Directions:
Copy out every item below line for line, with nothing changed. Leave the pictures out.

Annotation records:
########
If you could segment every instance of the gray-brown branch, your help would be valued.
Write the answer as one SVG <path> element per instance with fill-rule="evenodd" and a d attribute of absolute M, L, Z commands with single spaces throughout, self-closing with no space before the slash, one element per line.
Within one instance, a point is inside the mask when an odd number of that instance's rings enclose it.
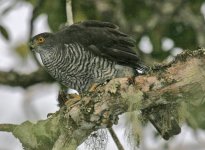
<path fill-rule="evenodd" d="M 204 97 L 205 50 L 201 49 L 184 52 L 174 62 L 155 66 L 134 80 L 113 79 L 48 119 L 24 122 L 12 133 L 25 149 L 73 150 L 93 131 L 117 124 L 120 114 L 137 110 L 143 120 L 158 115 L 163 136 L 173 120 L 180 124 L 188 112 L 202 106 Z"/>
<path fill-rule="evenodd" d="M 9 86 L 28 87 L 37 83 L 54 82 L 51 76 L 43 69 L 39 69 L 30 74 L 19 74 L 14 71 L 0 71 L 0 84 Z"/>

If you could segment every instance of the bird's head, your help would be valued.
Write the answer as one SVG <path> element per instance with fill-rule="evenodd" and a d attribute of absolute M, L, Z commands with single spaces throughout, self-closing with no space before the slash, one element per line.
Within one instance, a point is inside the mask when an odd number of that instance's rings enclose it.
<path fill-rule="evenodd" d="M 31 51 L 37 53 L 47 53 L 48 51 L 52 51 L 55 46 L 55 36 L 52 33 L 41 33 L 34 36 L 30 42 L 29 47 Z"/>

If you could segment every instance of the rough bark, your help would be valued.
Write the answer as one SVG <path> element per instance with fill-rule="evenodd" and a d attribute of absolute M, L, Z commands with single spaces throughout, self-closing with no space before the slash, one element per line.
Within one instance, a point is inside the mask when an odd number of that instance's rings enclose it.
<path fill-rule="evenodd" d="M 120 114 L 137 110 L 142 112 L 142 120 L 158 115 L 163 136 L 172 120 L 180 124 L 187 119 L 186 105 L 193 104 L 197 109 L 203 103 L 204 82 L 205 50 L 187 51 L 133 80 L 113 79 L 95 92 L 83 94 L 80 101 L 61 107 L 46 120 L 4 124 L 0 130 L 12 132 L 28 150 L 72 150 L 91 132 L 117 124 Z"/>

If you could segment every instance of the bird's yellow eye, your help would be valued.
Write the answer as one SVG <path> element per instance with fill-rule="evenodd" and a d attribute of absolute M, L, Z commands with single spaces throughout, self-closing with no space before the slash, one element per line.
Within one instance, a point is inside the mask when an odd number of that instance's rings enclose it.
<path fill-rule="evenodd" d="M 37 38 L 37 43 L 38 43 L 38 44 L 42 44 L 42 43 L 44 43 L 44 42 L 45 42 L 45 39 L 44 39 L 43 37 Z"/>

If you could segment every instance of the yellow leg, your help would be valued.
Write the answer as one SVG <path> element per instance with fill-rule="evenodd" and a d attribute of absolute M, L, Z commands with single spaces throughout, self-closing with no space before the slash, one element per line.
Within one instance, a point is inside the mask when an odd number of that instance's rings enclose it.
<path fill-rule="evenodd" d="M 94 83 L 94 84 L 90 87 L 89 92 L 94 92 L 94 91 L 96 90 L 96 88 L 98 87 L 98 85 L 99 85 L 99 84 Z"/>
########
Answer for this exercise:
If you could segment every instance of the gray-brown branch, your help would be valued.
Write the answer as one SVG <path> element per instance with fill-rule="evenodd" and a d attribute of absolute M, L, Z commands with single spaces throughout, self-closing with no space before the slash, one element per line.
Within one instance, a point is inside the mask when an odd number of that instance's rings enclose it.
<path fill-rule="evenodd" d="M 204 97 L 205 50 L 201 49 L 184 52 L 174 62 L 155 66 L 134 80 L 113 79 L 48 119 L 24 122 L 12 133 L 25 149 L 73 150 L 93 131 L 117 124 L 120 114 L 137 110 L 143 120 L 158 115 L 163 136 L 173 120 L 180 124 L 188 112 L 202 106 Z"/>
<path fill-rule="evenodd" d="M 9 86 L 28 87 L 37 83 L 54 82 L 51 76 L 43 69 L 39 69 L 30 74 L 19 74 L 14 71 L 0 71 L 0 84 Z"/>

If you could segment every instance of the bird's head, your help would be valued.
Write the answer as one SVG <path> element per instance with fill-rule="evenodd" and a d attribute of absolute M, L, Z commands with single spaces throughout, self-closing with no space before the slash, one element per line.
Within one instance, a point is inside the mask when an odd number of that instance's rings enclose it.
<path fill-rule="evenodd" d="M 31 51 L 37 53 L 47 53 L 48 51 L 52 51 L 55 46 L 55 36 L 52 33 L 41 33 L 34 36 L 30 42 L 29 47 Z"/>

If you could segment every instance of the rough bark, your help would be valued.
Write the answer as one SVG <path> element per instance with fill-rule="evenodd" and a d attribute of absolute M, L, Z commands with single spaces throughout, self-closing with no space before the slash, one element per line.
Within one instance, a point is inside the mask when an odd number of that instance's rings enclose it.
<path fill-rule="evenodd" d="M 120 114 L 137 110 L 142 112 L 142 120 L 158 115 L 163 136 L 172 120 L 180 124 L 187 119 L 186 105 L 193 104 L 197 109 L 203 103 L 204 82 L 205 50 L 187 51 L 133 80 L 113 79 L 95 92 L 83 94 L 80 101 L 61 107 L 46 120 L 4 124 L 0 130 L 12 132 L 28 150 L 72 150 L 91 132 L 117 124 Z"/>

If you could segment every instance of the bird's yellow eye, your help would be valued.
Write the answer as one SVG <path> element per instance with fill-rule="evenodd" and a d attribute of absolute M, L, Z commands with single spaces throughout, self-closing with no space before the slash, one element per line.
Within one instance, a point is inside the mask when an odd number of that instance's rings enclose it.
<path fill-rule="evenodd" d="M 37 38 L 37 43 L 38 43 L 38 44 L 42 44 L 42 43 L 44 43 L 44 42 L 45 42 L 45 39 L 44 39 L 43 37 Z"/>

If you could segment every instance of the yellow leg, your help would be valued.
Write the answer as one SVG <path> element per instance with fill-rule="evenodd" and a d attribute of absolute M, L, Z commands with single spaces throughout, self-closing with no space before the slash, one element per line.
Within one instance, a point is inside the mask when an odd number of that instance's rings enclose it.
<path fill-rule="evenodd" d="M 94 83 L 94 84 L 90 87 L 89 92 L 94 92 L 94 91 L 96 90 L 96 88 L 98 87 L 98 85 L 99 85 L 99 84 Z"/>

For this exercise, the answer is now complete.